11月8日は語呂合わせで「いい歯の日」ということで、大阪歯科大学 医療保健学部口腔工学科 教授の中塚美智子さんをゲストにお迎えして、歯科衛生士と歯科技工士の役割についてお話を伺いました。

私たちが普段何気なく受けている歯科医療の中には、実は多くの専門職が関わっています。
まず「歯科衛生士」は、お口の中を清潔に保ち、虫歯や歯周病を予防するプロフェッショナルです。歯のクリーニングや口腔ケアを通じて、口の中の健康だけでなく、全身の健康にも関わる重要な役割を担っています。歯科助手と混同されることも多いですが、歯科衛生士は国家資格を持ち、口の中を直接触れる医療専門職です。
一方で「歯科技工士」は、失われた歯の機能を補うための義歯(入れ歯)、差し歯、詰め物、マウスピースなどを作製する、いわば“歯の職人”です。患者一人ひとりの口の形や噛み合わせは異なるため、色や形を合わせて精密な技術で装置を仕上げていきます。そのものづくりには高度な手先の技術と、医療への深い理解が欠かせません。

### 抽出資料
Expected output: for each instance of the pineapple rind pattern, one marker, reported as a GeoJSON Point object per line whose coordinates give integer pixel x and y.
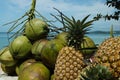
{"type": "Point", "coordinates": [108, 54]}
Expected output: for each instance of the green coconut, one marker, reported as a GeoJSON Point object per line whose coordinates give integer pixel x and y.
{"type": "Point", "coordinates": [36, 29]}
{"type": "Point", "coordinates": [9, 70]}
{"type": "Point", "coordinates": [50, 52]}
{"type": "Point", "coordinates": [24, 65]}
{"type": "Point", "coordinates": [20, 47]}
{"type": "Point", "coordinates": [36, 71]}
{"type": "Point", "coordinates": [6, 58]}
{"type": "Point", "coordinates": [52, 77]}
{"type": "Point", "coordinates": [37, 48]}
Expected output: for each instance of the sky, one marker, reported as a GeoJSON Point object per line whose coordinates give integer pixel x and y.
{"type": "Point", "coordinates": [14, 9]}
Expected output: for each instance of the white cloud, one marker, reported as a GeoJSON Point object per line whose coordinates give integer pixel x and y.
{"type": "Point", "coordinates": [45, 7]}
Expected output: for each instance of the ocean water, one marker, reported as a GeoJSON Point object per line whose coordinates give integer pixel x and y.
{"type": "Point", "coordinates": [97, 36]}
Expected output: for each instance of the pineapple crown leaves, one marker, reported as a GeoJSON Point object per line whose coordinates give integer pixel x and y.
{"type": "Point", "coordinates": [76, 29]}
{"type": "Point", "coordinates": [97, 72]}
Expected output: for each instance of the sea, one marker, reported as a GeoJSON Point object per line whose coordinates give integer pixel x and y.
{"type": "Point", "coordinates": [97, 36]}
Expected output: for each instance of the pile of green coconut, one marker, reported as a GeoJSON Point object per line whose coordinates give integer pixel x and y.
{"type": "Point", "coordinates": [32, 55]}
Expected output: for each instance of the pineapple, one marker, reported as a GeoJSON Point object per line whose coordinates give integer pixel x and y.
{"type": "Point", "coordinates": [70, 60]}
{"type": "Point", "coordinates": [108, 54]}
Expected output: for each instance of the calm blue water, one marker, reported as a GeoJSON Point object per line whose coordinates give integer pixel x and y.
{"type": "Point", "coordinates": [98, 37]}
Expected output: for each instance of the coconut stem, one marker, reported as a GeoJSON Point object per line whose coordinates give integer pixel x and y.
{"type": "Point", "coordinates": [32, 9]}
{"type": "Point", "coordinates": [111, 31]}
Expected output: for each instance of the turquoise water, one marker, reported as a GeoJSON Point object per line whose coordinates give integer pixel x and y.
{"type": "Point", "coordinates": [97, 36]}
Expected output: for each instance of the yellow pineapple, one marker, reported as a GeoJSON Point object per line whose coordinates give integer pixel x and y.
{"type": "Point", "coordinates": [70, 60]}
{"type": "Point", "coordinates": [108, 54]}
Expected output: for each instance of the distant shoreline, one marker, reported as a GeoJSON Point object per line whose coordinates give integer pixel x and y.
{"type": "Point", "coordinates": [90, 32]}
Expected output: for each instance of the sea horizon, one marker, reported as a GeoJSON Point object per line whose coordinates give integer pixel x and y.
{"type": "Point", "coordinates": [97, 36]}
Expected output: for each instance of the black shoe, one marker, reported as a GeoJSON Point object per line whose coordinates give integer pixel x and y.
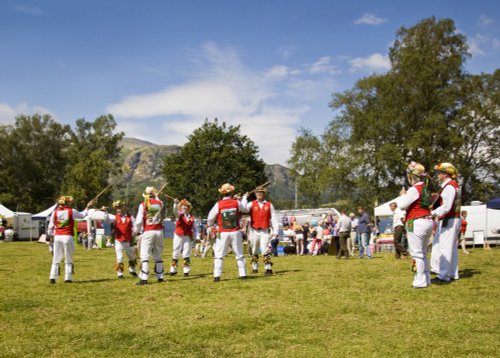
{"type": "Point", "coordinates": [438, 281]}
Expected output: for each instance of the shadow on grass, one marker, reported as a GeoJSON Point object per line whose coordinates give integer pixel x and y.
{"type": "Point", "coordinates": [468, 273]}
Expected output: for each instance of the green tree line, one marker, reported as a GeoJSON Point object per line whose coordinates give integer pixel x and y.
{"type": "Point", "coordinates": [42, 159]}
{"type": "Point", "coordinates": [425, 108]}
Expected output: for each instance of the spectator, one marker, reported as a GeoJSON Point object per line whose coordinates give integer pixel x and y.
{"type": "Point", "coordinates": [364, 232]}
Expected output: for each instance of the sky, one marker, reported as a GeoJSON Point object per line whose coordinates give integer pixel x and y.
{"type": "Point", "coordinates": [161, 67]}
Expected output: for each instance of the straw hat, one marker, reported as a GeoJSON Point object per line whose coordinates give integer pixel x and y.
{"type": "Point", "coordinates": [185, 202]}
{"type": "Point", "coordinates": [150, 191]}
{"type": "Point", "coordinates": [226, 189]}
{"type": "Point", "coordinates": [65, 199]}
{"type": "Point", "coordinates": [417, 169]}
{"type": "Point", "coordinates": [447, 168]}
{"type": "Point", "coordinates": [118, 204]}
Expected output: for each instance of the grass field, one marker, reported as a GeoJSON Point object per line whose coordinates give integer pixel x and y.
{"type": "Point", "coordinates": [312, 307]}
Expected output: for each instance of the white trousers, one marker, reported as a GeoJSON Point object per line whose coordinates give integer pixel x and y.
{"type": "Point", "coordinates": [259, 240]}
{"type": "Point", "coordinates": [120, 248]}
{"type": "Point", "coordinates": [445, 256]}
{"type": "Point", "coordinates": [181, 244]}
{"type": "Point", "coordinates": [220, 250]}
{"type": "Point", "coordinates": [64, 247]}
{"type": "Point", "coordinates": [151, 245]}
{"type": "Point", "coordinates": [417, 245]}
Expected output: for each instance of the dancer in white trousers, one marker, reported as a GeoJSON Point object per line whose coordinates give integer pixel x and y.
{"type": "Point", "coordinates": [416, 201]}
{"type": "Point", "coordinates": [227, 213]}
{"type": "Point", "coordinates": [62, 227]}
{"type": "Point", "coordinates": [445, 252]}
{"type": "Point", "coordinates": [263, 228]}
{"type": "Point", "coordinates": [124, 223]}
{"type": "Point", "coordinates": [183, 236]}
{"type": "Point", "coordinates": [149, 221]}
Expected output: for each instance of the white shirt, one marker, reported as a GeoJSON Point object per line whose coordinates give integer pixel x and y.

### 練習問題 1
歯科の専門職についての文章から、"私たちが普段何気なく受けてい"で始まり"への深い理解が欠かせません。"で終わる部分を一字も変えずに書き写してください。
### 練習問題 2
歯科の専門職についての文章で、歯科技工士が作製するものとして挙げられている品目をすべて書き出してください。
### 練習問題 3
歯科の専門職についての文章を、最後の文の後から書き継いでください。

### 解答 1
私たちが普段何気なく受けている歯科医療の中には、実は多くの専門職が関わっています。
まず「歯科衛生士」は、お口の中を清潔に保ち、虫歯や歯周病を予防するプロフェッショナルです。歯のクリーニングや口腔ケアを通じて、口の中の健康だけでなく、全身の健康にも関わる重要な役割を担っています。歯科助手と混同されることも多いですが、歯科衛生士は国家資格を持ち、口の中を直接触れる医療専門職です。
一方で「歯科技工士」は、失われた歯の機能を補うための義歯(入れ歯)、差し歯、詰め物、マウスピースなどを作製する、いわば“歯の職人”です。患者一人ひとりの口の形や噛み合わせは異なるため、色や形を合わせて精密な技術で装置を仕上げていきます。そのものづくりには高度な手先の技術と、医療への深い理解が欠かせません。

### 解答 2
義歯(入れ歯)、差し歯、詰め物、マウスピース

### 解答 3
しかし近年、歯科技工士のなり手が減少していることが問題になっています。技術習得に時間がかかることや、一般の人が仕事内容を知る機会が少ないことが要因として挙げられています。
高齢化が進む中で入れ歯や補綴物の需要が増えることを考えると、今後ますます重要性が高まる仕事であるにもかかわらず、現場では人材不足が深刻です。
さらに、歯科技工の現場ではデジタル化も進展しています。以前は型取りに粘土状の材料を使うことが一般的でしたが、現在では口腔内スキャナーで撮影したデータをもとに歯の形状を設計するなど、新しい技術と手作業が融合した“ハイブリッド”な現場へと変わりつつあります。
また中塚さんが紹介された簡単な口腔トレーニング「ベストスマイル」は、口角をしっかり上げて歯を見せ、笑顔を作るだけで表情筋を鍛えることができるというものです。朝の歯磨きのついでにできるため、どなたでも取り入れやすい習慣です。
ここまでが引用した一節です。